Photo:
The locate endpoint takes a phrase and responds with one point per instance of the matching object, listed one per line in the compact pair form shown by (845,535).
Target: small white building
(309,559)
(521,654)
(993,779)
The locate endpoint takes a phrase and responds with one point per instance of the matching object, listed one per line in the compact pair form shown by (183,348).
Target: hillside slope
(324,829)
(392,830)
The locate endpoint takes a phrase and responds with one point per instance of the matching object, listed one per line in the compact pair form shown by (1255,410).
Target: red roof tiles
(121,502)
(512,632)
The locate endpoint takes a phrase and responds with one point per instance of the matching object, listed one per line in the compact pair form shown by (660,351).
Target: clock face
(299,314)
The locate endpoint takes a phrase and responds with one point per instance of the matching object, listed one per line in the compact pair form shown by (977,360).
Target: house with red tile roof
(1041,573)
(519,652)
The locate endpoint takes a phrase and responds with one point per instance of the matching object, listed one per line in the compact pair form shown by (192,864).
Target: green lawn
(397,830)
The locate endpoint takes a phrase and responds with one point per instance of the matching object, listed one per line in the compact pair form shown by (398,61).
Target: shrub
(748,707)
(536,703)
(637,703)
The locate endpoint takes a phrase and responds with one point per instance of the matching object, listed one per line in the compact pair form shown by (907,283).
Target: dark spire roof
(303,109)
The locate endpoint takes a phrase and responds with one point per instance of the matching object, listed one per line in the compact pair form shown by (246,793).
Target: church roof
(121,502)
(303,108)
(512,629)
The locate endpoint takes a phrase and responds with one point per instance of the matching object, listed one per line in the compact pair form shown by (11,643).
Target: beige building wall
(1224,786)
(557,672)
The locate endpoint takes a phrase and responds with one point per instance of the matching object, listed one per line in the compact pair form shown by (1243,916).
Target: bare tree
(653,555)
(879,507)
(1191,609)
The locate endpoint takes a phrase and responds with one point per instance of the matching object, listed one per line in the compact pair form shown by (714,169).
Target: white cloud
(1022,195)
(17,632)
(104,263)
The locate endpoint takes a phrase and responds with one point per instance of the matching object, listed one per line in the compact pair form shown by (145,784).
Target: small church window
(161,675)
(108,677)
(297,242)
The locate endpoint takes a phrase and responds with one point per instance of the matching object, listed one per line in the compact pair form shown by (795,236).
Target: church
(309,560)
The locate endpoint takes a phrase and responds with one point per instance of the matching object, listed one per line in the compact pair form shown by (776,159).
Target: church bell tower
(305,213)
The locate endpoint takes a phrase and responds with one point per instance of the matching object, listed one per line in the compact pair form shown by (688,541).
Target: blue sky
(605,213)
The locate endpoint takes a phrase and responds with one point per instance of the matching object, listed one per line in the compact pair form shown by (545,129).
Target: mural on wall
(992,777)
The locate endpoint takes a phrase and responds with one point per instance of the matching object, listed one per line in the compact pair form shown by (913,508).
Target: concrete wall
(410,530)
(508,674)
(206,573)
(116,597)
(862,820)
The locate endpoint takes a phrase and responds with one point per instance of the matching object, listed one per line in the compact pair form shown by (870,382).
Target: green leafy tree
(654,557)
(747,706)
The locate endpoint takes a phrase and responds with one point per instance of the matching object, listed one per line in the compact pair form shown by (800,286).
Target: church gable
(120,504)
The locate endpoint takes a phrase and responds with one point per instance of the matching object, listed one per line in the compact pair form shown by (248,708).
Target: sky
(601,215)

───

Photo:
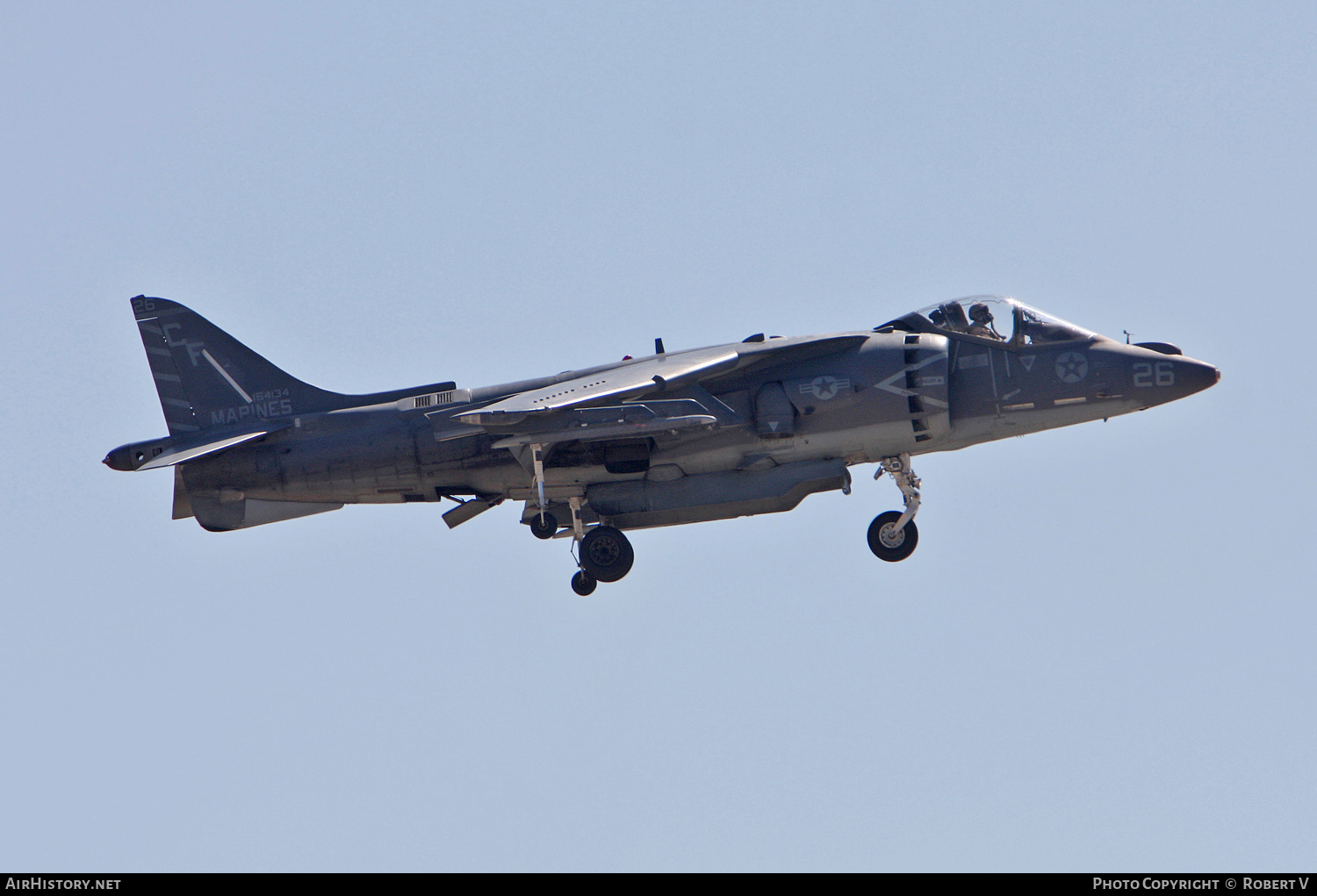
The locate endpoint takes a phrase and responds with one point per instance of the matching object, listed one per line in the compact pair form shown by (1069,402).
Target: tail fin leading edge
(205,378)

───

**WHAT TO DO:**
Gather every line of the listing above that contains the word "tree".

**WRITTEN REPLY:**
Target: bare tree
Target: green leafy tree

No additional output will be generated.